> **TESTO DELLA PAGINA**
Abbiamo lanciato la scorsa primavera la campagna “Libera di Abortire”, consce che la libertà di scelta delle donne passa soprattutto attraverso la possibilità di avere il maggior numero di informazioni a disposizione. Due recenti appuntamenti ce lo confermano. Da una parte, nella Repubblica di San Marino si voterà domenica un referendum che, grazie alla mobilitazione dell’Unione delle donne sammarinesi, mira a depenalizzare l’aborto, ancora illegale in qualunque circostanza e punito fino a sei anni di carcere.

Appuntamenti referendari come questo richiedono informazioni laiche e puntuali, scevre da qualsiasi ingerenza ideologica che possa limitare la salute delle donne, specie quando si ha – come nel caso del diritto all’aborto – una situazione internazionale perennemente in bilico tra violazione e tutela del diritto stesso. Dall’altra, in Italia è stata appena pubblicata la relazione sull’attuazione della legge 194/1978, anche quest’anno con largo ritardo, complicando così il lavoro di monitoraggio compiuto dalle diverse organizzazioni a tutela dei diritti riproduttivi. Qui la questione dell’informazione è dirimente.

> **ESTRATTI DEI RECORD**

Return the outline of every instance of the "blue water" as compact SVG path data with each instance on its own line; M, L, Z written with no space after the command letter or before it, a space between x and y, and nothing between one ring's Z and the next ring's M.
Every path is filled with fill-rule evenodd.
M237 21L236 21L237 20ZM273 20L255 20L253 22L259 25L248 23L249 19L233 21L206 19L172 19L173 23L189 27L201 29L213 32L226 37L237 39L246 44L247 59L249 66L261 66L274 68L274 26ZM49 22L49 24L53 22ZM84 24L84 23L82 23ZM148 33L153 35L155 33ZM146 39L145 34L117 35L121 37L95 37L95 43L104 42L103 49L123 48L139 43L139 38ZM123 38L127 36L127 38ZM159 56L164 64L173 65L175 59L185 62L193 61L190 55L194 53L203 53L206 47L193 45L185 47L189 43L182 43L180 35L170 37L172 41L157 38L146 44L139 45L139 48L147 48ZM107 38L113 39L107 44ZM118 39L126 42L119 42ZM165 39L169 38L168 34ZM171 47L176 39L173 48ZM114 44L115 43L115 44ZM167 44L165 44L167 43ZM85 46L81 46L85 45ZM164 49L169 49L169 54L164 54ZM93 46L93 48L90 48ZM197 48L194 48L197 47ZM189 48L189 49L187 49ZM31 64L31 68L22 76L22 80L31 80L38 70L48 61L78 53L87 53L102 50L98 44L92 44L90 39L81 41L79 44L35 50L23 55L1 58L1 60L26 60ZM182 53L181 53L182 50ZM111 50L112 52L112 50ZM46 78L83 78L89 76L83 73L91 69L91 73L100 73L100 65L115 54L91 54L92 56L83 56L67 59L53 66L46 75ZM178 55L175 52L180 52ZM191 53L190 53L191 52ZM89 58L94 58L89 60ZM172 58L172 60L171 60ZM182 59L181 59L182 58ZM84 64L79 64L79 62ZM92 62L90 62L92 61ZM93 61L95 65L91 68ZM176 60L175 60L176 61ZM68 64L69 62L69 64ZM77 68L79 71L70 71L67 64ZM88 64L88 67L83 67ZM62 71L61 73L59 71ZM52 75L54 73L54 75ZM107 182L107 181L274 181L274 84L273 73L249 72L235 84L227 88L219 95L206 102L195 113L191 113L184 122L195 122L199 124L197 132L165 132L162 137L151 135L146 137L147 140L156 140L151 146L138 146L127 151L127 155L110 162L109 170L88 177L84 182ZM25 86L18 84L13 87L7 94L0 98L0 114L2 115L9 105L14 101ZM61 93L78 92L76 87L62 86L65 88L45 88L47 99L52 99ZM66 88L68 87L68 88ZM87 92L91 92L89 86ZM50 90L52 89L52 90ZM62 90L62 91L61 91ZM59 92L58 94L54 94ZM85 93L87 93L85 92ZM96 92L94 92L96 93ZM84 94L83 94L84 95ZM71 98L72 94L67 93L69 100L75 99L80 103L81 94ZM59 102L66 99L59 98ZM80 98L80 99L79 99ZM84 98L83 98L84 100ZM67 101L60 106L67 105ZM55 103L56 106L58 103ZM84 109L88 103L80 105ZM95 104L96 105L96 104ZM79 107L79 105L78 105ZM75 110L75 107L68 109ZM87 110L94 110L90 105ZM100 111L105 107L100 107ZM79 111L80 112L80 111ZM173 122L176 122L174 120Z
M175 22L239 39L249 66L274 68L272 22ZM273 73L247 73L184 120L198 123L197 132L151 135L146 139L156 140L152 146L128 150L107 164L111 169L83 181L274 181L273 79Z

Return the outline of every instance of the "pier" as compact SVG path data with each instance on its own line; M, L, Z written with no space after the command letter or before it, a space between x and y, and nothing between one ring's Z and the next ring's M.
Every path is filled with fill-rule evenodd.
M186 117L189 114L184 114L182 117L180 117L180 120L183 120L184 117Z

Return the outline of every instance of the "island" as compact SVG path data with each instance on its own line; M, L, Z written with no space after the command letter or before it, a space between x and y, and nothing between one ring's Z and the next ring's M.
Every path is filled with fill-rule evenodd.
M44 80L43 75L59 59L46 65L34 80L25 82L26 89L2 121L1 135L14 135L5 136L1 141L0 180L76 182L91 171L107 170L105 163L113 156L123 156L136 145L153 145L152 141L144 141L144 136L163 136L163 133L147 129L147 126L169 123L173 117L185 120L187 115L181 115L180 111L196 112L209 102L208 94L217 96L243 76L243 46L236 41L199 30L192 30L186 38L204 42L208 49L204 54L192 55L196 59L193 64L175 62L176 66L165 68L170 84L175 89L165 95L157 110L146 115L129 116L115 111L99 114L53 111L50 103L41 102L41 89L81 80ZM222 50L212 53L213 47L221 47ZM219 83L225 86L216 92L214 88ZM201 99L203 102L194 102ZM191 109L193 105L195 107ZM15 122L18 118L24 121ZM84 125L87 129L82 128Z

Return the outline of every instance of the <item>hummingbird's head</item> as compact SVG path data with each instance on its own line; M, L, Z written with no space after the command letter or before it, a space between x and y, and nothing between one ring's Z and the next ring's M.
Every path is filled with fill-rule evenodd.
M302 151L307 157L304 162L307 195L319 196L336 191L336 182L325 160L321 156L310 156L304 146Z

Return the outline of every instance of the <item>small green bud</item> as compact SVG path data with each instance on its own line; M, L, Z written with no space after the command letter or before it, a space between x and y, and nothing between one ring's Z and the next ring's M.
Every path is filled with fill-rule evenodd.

> **ATTIVITÀ DA SVOLGERE**
**a.** Riscrivi come elenco il paragrafo del testo della pagina che comincia con «Appuntamenti referendari come questo», conservandone i fatti principali.
**b.** Rispondi in base al testo della pagina:
(i) Quando è stata lanciata la campagna “Libera di Abortire”?
(ii) Con quanti anni di carcere al massimo è punito l'aborto a San Marino?
(iii) Quale legge riguarda la relazione appena pubblicata in Italia?
**c.** Prosegui il testo sulla campagna “Libera di Abortire” a partire dal punto in cui si interrompe.
I record sono materiale a sé, indipendente dal testo della pagina.

> **RISULTATI ATTESI**
**a.**
- I referendum come quello di San Marino richiedono informazioni laiche e puntuali, senza ingerenze ideologiche che possano limitare la salute delle donne.
- Questo vale soprattutto per il diritto all'aborto, la cui situazione internazionale è sempre in bilico tra violazione e tutela.
- In Italia è stata appena pubblicata la relazione sull'attuazione della legge 194/1978, anche quest'anno con largo ritardo.
- Il ritardo complica il monitoraggio svolto dalle organizzazioni a tutela dei diritti riproduttivi.
- In Italia la questione dell'informazione è dirimente.

**b.**
(i) La scorsa primavera.
(ii) Fino a sei anni.
(iii) La legge 194/1978.

**c.**
I dati contenuti nella relazione, per quanto anticipino anche informazioni relative all’anno 2020, sono insufficienti, o meglio, lo devono essere se hanno portato il Ministro della Salute a osservare che “tutte le Regioni hanno reagito prontamente alla situazione Covid e i servizi hanno riorganizzato opportunamente i percorsi IVG”. Tramite l’appello che con “Libera di Abortire” abbiamo rivolto proprio al Ministro, si era già cercato di mettere in luce come l’accesso ad un servizio identificato, solo su carta, come “prestazione indifferibile” fosse stato osteggiato durante la pandemia da COVID-19: reparti chiusi, servizio farmacologico sospeso, riduzione dei giorni di accesso agli ambulatori e carenza di personale.

Una situazione resa ancora più critica dagli alti tassi di obiezione di coscienza che raggiunge il 67% tra i ginecologi. È alla luce di questa informazione che risulta difficile comprendere come la diminuzione delle Interruzioni Volontarie di Gravidanza, osservata in particolar modo per il 2019 in Molise, Umbria, Marche, Calabria e Lazio, possa essere un dato da festeggiare. Parliamo infatti di Regioni, come il Molise, dove l’obiezione di coscienza raggiunge il 92,3% e la realtà è che semplicemente le donne non riescono ad accedere al servizio.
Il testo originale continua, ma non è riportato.